═══ Supplied data

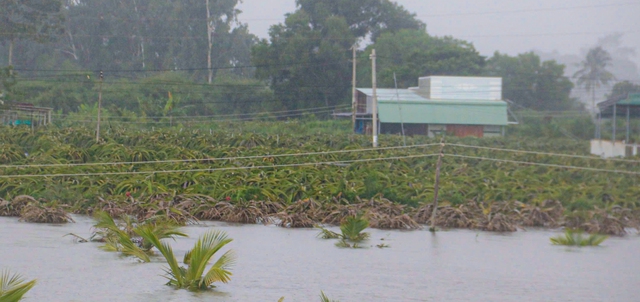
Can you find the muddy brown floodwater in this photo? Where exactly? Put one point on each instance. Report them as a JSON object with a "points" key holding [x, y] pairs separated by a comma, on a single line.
{"points": [[273, 262]]}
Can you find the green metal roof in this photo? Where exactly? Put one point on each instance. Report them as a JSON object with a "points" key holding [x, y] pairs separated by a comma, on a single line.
{"points": [[624, 104], [632, 100], [406, 106]]}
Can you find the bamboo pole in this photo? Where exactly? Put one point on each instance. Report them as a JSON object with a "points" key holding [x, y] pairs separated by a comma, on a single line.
{"points": [[374, 113], [354, 93], [99, 106], [436, 187]]}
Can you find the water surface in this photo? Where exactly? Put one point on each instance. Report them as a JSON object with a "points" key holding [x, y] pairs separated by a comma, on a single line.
{"points": [[273, 262]]}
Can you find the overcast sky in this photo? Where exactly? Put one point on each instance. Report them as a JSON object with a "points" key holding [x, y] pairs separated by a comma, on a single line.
{"points": [[510, 26]]}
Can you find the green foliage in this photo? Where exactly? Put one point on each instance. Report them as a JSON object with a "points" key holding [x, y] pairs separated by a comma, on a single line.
{"points": [[363, 17], [351, 232], [576, 238], [13, 287], [531, 83], [118, 238], [593, 72], [195, 276], [622, 89], [411, 54], [37, 21], [352, 229]]}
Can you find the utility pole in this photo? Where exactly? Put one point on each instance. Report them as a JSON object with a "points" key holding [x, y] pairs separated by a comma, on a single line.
{"points": [[354, 93], [99, 106], [374, 113]]}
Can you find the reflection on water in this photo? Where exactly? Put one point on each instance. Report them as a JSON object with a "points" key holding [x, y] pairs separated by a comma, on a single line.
{"points": [[275, 262]]}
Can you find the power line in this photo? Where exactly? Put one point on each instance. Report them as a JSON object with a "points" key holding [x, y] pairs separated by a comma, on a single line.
{"points": [[218, 158], [350, 38], [545, 153], [222, 169], [421, 16], [532, 10], [305, 110], [544, 165]]}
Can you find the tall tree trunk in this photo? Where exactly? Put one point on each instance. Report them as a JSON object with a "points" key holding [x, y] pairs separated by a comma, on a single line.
{"points": [[11, 52], [209, 34], [135, 6], [593, 98], [11, 56]]}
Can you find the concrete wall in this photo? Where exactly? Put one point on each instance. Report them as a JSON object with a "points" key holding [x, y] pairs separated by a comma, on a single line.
{"points": [[608, 149]]}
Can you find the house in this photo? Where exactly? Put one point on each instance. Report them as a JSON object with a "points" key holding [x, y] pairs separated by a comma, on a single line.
{"points": [[627, 107], [460, 106]]}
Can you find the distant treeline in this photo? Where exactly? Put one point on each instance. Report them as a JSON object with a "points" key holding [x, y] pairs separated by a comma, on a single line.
{"points": [[155, 56]]}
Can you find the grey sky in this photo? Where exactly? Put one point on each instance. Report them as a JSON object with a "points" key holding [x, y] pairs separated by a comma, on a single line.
{"points": [[538, 24]]}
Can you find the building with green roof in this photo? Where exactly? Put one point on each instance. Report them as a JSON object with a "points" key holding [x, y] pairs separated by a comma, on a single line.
{"points": [[626, 107], [460, 106]]}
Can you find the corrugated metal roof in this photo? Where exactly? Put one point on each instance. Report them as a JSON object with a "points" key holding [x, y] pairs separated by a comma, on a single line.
{"points": [[409, 107], [632, 100]]}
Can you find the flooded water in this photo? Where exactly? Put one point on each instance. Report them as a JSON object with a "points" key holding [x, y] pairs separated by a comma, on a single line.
{"points": [[275, 262]]}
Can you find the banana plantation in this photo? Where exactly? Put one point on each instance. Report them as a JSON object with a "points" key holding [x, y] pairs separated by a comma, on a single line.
{"points": [[301, 178]]}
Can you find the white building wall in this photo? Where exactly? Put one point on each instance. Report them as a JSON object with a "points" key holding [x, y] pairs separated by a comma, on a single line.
{"points": [[607, 149]]}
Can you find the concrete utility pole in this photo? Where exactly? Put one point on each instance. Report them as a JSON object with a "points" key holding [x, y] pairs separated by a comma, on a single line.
{"points": [[99, 106], [374, 113], [354, 93]]}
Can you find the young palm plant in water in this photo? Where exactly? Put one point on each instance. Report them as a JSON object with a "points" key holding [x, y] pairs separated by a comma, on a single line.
{"points": [[123, 238], [13, 287], [323, 298], [193, 277], [577, 238], [351, 232]]}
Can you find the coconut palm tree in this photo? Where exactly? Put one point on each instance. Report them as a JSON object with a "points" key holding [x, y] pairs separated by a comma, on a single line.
{"points": [[194, 277], [593, 71], [13, 287]]}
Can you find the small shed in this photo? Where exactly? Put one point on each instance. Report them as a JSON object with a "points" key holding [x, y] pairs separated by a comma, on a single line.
{"points": [[627, 108], [459, 106]]}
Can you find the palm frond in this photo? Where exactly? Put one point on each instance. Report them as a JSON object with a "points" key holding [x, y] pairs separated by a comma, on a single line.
{"points": [[146, 232], [219, 272], [209, 244], [324, 298], [353, 227], [13, 287]]}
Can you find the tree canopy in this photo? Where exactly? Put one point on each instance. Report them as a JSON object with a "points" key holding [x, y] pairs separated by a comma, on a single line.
{"points": [[364, 17], [34, 20], [623, 89], [593, 72], [531, 83], [411, 54]]}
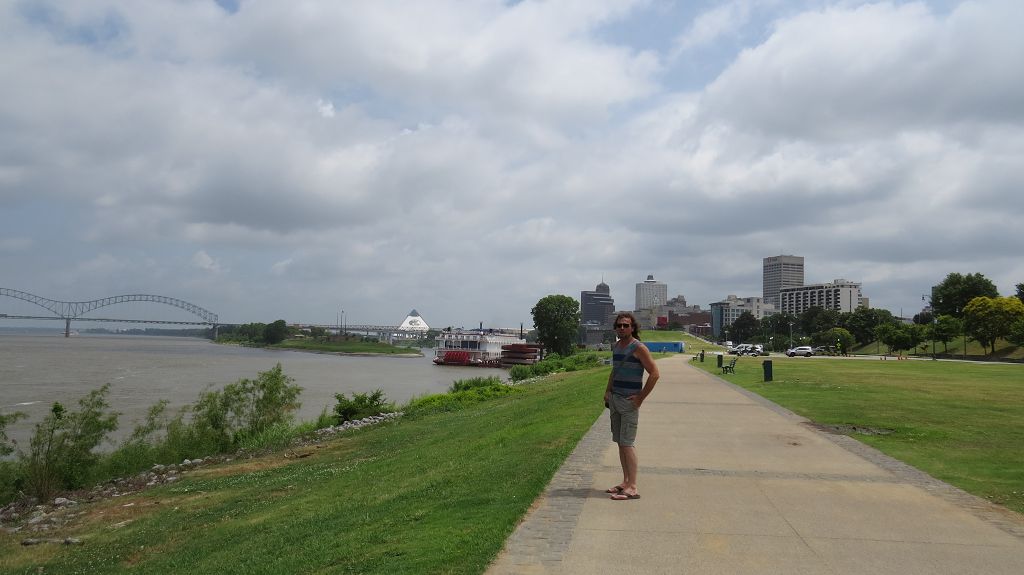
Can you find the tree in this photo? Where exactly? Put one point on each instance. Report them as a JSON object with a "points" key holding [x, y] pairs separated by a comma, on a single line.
{"points": [[556, 319], [952, 295], [862, 321], [896, 336], [945, 328], [1016, 335], [924, 318], [990, 318], [743, 327]]}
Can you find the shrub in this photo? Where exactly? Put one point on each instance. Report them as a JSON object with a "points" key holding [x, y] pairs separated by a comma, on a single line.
{"points": [[472, 383], [5, 447], [520, 372], [60, 453], [361, 405]]}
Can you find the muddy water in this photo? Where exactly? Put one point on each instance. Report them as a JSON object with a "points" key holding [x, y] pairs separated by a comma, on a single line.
{"points": [[36, 370]]}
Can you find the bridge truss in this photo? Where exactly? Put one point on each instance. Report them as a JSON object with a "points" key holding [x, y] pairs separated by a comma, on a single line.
{"points": [[77, 310]]}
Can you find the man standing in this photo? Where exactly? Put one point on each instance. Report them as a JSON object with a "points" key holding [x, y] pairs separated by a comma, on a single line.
{"points": [[624, 395]]}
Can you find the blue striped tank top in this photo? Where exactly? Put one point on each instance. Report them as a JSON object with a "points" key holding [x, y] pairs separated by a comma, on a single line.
{"points": [[627, 369]]}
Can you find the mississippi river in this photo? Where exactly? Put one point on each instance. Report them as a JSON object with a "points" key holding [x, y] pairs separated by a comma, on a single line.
{"points": [[38, 369]]}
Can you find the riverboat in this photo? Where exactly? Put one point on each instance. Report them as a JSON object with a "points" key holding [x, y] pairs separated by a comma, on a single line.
{"points": [[481, 348]]}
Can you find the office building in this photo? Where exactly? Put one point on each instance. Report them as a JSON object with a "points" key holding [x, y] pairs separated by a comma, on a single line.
{"points": [[779, 272], [651, 294], [597, 308], [841, 295], [728, 310]]}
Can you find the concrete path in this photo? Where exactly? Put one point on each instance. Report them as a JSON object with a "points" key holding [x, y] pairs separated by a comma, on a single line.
{"points": [[733, 484]]}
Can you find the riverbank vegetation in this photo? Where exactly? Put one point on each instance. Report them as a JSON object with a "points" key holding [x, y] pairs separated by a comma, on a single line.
{"points": [[960, 422], [436, 490]]}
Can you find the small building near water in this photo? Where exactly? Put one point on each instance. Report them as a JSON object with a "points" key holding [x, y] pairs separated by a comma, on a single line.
{"points": [[666, 347]]}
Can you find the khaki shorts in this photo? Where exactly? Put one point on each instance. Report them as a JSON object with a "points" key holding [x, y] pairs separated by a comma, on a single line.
{"points": [[625, 417]]}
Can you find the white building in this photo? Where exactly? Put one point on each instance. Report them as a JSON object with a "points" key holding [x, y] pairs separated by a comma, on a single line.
{"points": [[779, 272], [651, 294], [841, 295], [728, 310]]}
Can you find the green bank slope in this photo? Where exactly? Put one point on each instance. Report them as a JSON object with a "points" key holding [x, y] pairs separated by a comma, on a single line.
{"points": [[960, 422], [437, 493]]}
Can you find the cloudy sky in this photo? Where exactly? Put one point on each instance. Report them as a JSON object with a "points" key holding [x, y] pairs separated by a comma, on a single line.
{"points": [[291, 160]]}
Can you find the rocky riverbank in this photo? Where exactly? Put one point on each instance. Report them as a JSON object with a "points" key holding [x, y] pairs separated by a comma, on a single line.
{"points": [[29, 516]]}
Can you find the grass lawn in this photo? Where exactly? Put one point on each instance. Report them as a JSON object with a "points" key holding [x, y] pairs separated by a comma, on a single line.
{"points": [[960, 422], [438, 493]]}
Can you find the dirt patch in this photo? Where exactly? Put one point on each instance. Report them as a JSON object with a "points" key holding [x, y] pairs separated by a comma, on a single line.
{"points": [[844, 429]]}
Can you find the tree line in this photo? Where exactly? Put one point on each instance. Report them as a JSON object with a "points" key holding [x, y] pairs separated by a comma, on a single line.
{"points": [[967, 306], [962, 306]]}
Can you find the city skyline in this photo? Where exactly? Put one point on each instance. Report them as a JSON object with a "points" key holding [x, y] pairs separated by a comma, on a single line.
{"points": [[265, 161]]}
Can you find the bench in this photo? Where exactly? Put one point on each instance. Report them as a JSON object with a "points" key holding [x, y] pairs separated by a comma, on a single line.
{"points": [[730, 367]]}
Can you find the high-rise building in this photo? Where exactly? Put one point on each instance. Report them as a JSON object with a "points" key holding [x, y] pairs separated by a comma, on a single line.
{"points": [[597, 307], [728, 310], [651, 294], [841, 295], [779, 272]]}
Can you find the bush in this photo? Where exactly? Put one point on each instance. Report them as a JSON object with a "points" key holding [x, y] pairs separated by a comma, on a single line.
{"points": [[5, 447], [472, 383], [520, 372], [361, 405], [60, 453]]}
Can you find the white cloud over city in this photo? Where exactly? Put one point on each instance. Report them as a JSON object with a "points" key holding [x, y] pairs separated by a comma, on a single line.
{"points": [[271, 160]]}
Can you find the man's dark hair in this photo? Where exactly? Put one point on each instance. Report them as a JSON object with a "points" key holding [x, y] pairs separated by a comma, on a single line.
{"points": [[633, 322]]}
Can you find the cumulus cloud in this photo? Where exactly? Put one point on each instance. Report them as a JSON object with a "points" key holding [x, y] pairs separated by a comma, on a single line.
{"points": [[204, 261], [467, 159]]}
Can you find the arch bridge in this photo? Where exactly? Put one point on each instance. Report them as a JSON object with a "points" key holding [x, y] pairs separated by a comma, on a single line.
{"points": [[76, 310]]}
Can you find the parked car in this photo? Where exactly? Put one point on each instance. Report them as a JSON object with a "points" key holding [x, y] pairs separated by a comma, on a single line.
{"points": [[747, 349]]}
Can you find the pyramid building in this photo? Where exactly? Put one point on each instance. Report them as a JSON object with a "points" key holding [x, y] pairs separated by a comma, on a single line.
{"points": [[414, 322]]}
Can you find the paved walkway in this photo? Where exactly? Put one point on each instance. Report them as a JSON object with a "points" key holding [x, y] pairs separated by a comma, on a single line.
{"points": [[733, 484]]}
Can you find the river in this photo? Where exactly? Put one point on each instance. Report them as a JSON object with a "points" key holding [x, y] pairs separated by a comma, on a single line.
{"points": [[38, 369]]}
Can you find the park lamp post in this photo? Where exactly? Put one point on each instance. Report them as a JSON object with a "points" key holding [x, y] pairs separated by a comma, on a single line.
{"points": [[931, 310]]}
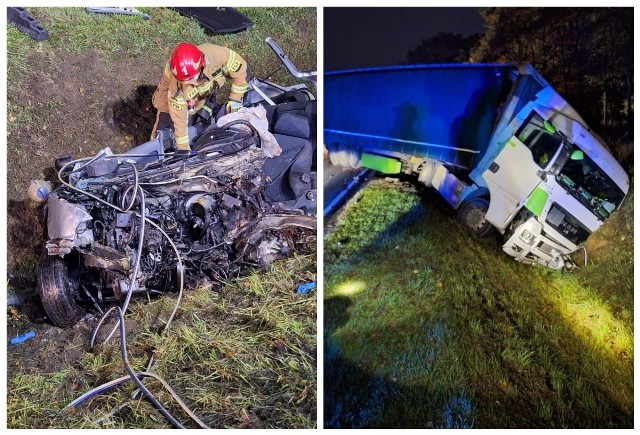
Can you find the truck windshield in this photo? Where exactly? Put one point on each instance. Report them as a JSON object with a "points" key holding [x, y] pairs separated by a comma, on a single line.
{"points": [[586, 182], [541, 138]]}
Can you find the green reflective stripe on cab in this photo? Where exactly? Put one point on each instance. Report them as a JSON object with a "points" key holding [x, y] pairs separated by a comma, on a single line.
{"points": [[537, 200], [385, 165]]}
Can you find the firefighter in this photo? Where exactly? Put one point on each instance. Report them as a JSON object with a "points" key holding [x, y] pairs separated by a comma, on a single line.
{"points": [[188, 86]]}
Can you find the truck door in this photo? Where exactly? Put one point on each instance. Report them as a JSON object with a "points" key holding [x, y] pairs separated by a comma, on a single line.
{"points": [[518, 169]]}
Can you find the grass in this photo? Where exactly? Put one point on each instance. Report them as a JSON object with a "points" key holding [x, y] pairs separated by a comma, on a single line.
{"points": [[233, 361], [422, 316], [241, 357]]}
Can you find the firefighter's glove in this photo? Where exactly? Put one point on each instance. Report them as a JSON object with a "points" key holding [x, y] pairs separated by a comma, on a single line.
{"points": [[233, 106]]}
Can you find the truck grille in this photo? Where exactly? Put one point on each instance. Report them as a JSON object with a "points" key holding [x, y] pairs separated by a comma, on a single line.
{"points": [[567, 225]]}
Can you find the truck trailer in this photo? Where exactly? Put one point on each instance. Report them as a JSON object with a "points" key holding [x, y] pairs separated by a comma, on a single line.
{"points": [[498, 143]]}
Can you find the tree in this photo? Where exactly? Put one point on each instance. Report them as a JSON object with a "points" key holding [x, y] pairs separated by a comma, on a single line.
{"points": [[586, 53], [442, 48]]}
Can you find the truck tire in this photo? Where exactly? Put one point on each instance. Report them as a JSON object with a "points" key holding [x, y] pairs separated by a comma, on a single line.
{"points": [[56, 288], [473, 214]]}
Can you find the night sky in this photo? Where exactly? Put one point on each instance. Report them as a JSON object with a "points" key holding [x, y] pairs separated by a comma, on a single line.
{"points": [[364, 37]]}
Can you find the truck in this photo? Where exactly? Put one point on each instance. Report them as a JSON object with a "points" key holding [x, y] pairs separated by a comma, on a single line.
{"points": [[500, 145]]}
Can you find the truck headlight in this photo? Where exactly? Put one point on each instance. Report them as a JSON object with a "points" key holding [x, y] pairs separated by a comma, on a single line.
{"points": [[527, 237]]}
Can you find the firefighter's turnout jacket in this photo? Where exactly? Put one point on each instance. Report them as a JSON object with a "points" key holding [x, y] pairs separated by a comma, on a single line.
{"points": [[178, 98]]}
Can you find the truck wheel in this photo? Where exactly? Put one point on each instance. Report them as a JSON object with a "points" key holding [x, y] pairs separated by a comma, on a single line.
{"points": [[56, 288], [473, 214]]}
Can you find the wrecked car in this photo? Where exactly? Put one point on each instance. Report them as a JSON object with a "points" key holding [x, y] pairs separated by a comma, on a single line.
{"points": [[147, 221]]}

══════

▸ Brief:
Copy out exactly the lines between the line with "Can you find the truck tire" and the last line of the entries, counting both of those lines.

▸ Answer to this problem:
Can you find the truck tire in this photo? Where exactly? Put one point on each instance. Report them as a JSON object with a "points" key holding [x, y] pairs separated by a comma, on a single line.
{"points": [[56, 288], [473, 214]]}
Can you find the night sky in this photo? Where exactly? Put one point on each instance. Report them as a JSON object with a "points" key holding [x, y] pairs separated by a comma, on a single line.
{"points": [[364, 37]]}
Can you find the truck in this photo? Where exactly? Put one point on each instance. Report them as a JSON object with a "points" key holding [x, y] pairs separated by a comma, on a single line.
{"points": [[500, 145]]}
Can you find the truck headlight in this photo? Where exactly? Put one point on each instance. Report them as a JSON object with a "points" key holding [x, y] pairs separated by a comma, on a single line.
{"points": [[527, 237]]}
Can you find the firefighter's turnout jacket in this photo? Where exactly? Put one point on each instance. Report them as a JSON object with a "points" key holding [x, y] pairs separated by a comma, on a single line.
{"points": [[178, 98]]}
Can you find the truck wheel in this photo? Where exactly? Put one point on each instance. Report them as a JSON object with a "points" key holding [x, y] pairs separated by a comma, on a single line.
{"points": [[56, 288], [473, 214]]}
Can you find the wrecked car in this photo? Where exactly? Put one point on each instance. Report them as a JSON object with a "points" key holding [x, y] pairs separated by a comma, on a single line.
{"points": [[147, 221]]}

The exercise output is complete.